[Records contained in a dataset]
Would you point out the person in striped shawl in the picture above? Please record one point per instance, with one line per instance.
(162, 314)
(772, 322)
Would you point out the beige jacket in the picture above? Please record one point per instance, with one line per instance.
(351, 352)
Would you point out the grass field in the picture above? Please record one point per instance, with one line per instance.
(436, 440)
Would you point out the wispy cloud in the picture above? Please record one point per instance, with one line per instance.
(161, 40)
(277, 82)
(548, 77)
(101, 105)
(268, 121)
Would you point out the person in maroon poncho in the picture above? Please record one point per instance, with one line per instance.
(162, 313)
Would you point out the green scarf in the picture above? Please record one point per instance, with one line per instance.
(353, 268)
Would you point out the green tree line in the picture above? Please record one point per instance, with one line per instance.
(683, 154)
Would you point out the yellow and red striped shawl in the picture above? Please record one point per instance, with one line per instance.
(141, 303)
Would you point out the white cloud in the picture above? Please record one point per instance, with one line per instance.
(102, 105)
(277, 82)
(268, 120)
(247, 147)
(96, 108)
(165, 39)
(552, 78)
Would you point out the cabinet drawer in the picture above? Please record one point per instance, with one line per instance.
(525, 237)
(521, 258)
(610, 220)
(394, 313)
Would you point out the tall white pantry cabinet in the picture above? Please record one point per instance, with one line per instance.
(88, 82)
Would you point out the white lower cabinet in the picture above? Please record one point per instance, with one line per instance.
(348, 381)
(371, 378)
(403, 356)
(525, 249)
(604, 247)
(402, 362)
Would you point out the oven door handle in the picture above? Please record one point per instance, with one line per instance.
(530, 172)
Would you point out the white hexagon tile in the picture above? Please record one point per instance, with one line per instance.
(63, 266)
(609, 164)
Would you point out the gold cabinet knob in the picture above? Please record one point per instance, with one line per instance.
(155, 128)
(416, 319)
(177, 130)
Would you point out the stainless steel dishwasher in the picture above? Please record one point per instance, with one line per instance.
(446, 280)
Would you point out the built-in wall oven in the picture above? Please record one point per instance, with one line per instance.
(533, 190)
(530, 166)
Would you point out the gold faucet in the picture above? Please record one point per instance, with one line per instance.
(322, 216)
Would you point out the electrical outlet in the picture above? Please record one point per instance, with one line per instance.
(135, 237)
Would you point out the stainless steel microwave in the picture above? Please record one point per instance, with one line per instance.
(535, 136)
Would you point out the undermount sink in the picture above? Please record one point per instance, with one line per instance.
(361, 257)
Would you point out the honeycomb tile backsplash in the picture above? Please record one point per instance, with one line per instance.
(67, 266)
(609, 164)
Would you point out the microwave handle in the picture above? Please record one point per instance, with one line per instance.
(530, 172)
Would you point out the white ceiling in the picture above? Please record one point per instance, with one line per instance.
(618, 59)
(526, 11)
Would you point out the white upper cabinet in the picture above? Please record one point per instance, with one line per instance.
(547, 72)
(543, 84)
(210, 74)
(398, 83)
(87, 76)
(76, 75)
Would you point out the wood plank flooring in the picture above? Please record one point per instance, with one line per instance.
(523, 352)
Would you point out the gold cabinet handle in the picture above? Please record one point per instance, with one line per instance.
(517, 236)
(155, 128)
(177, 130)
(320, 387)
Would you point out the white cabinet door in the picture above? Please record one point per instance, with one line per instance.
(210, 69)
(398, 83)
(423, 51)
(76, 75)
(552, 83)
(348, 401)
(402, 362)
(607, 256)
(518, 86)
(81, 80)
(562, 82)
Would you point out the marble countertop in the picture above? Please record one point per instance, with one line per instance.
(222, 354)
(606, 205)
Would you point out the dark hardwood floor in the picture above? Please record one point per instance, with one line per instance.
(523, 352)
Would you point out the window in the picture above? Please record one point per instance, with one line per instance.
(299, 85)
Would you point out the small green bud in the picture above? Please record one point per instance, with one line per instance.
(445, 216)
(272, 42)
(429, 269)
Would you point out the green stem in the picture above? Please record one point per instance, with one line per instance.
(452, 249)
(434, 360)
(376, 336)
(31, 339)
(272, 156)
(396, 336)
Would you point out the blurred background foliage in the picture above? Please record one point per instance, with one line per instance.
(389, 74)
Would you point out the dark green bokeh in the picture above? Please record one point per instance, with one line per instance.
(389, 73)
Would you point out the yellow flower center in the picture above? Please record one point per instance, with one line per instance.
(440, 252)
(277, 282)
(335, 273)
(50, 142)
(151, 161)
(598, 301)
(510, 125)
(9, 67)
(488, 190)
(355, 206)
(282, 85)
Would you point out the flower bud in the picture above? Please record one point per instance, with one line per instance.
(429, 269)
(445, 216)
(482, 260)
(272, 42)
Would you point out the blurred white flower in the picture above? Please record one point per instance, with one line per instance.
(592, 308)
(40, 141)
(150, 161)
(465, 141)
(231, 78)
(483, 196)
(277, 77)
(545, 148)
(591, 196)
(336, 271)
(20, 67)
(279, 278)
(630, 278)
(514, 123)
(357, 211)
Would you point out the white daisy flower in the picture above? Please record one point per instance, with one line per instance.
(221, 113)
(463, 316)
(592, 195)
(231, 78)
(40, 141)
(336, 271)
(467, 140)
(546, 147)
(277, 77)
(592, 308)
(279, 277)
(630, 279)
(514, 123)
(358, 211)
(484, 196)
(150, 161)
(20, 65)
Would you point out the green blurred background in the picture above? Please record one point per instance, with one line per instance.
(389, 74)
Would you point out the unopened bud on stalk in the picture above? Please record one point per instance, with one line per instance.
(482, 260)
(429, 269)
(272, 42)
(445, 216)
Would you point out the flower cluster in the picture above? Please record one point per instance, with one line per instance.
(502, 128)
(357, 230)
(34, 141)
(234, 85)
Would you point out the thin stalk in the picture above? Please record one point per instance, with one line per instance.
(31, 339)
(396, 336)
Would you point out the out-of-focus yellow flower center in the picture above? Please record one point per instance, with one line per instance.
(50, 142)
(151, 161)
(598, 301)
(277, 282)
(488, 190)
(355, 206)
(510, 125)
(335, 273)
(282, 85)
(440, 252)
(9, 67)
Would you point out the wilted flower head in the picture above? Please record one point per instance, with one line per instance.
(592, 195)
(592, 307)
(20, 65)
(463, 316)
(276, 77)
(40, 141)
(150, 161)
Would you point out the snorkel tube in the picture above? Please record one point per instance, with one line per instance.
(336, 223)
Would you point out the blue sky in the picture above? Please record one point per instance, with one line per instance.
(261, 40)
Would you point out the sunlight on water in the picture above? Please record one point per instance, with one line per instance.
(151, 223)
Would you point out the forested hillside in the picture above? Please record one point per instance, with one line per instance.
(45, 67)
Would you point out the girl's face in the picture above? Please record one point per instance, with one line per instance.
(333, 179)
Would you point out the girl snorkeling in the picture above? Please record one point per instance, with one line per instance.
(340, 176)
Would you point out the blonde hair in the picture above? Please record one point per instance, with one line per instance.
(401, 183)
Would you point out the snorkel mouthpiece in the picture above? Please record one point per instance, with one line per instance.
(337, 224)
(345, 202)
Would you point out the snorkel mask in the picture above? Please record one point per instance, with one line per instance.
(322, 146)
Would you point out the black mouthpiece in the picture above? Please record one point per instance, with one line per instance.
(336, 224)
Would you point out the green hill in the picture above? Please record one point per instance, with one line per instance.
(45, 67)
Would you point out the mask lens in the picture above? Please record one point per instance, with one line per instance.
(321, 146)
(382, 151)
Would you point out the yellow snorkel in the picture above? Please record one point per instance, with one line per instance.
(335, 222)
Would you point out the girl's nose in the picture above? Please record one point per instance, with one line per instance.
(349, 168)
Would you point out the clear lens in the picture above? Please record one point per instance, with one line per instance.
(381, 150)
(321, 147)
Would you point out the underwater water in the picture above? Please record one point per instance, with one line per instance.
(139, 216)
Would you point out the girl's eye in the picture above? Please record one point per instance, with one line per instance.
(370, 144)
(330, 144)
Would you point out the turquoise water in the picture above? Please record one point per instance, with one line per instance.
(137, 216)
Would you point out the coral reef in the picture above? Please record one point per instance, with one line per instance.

__What is asked__: Retype only the lines running from the line with "Would you point out the forested" to the end of the listing, including both of those lines.

__Complete answer__:
Would you point out the forested hillside in the picture above? Please record one point per instance, with one line per instance.
(45, 67)
Would you point out the girl's face in the picture above? Please record one point per instance, with one line per instance.
(333, 179)
Would you point out the girl snorkeling in the picture above? Please record one point per instance, with one line per instance.
(340, 176)
Would you point out the blonde hair in the picture above? Please record one point per instance, with one line per instance.
(401, 183)
Would you point out the snorkel mouthpiece in the picture above? Please record one point per instance, with one line per instance.
(337, 224)
(345, 202)
Would you point out the snorkel mask in the picture above? Please record one point per instance, with one line per instance.
(322, 146)
Would you point out the black mouthpiece in the picture above? Please record one point per instance, with one line per instance.
(336, 224)
Would you point out the green hill in the picture above? Please record one point per instance, with one line per instance.
(45, 67)
Would you point out the mask lens in the picture above? Please record one point per instance, with one line per instance.
(321, 146)
(382, 151)
Would you point out the yellow snorkel in the picture above? Please record one point per instance, with one line per instance.
(335, 222)
Would you point out the girl's nose in the picture above? Please record one point per instance, with one line per instance.
(349, 168)
Would you point out the clear lens in the picture above? Please record one point per instance, with one line per instance.
(381, 150)
(321, 147)
Would you point out the underwater water in the picture above? Please record one point per instance, with one line per instance.
(139, 216)
Would you point out the girl's eye in the picture above? Please record one point per instance, with one line per instance.
(370, 144)
(330, 144)
Would you point out the turquoise water in the picture above? Please record one point per instance, with one line per instance.
(137, 216)
Would you point out the coral reef in the picture above? Please record one point per instance, with one line per instance.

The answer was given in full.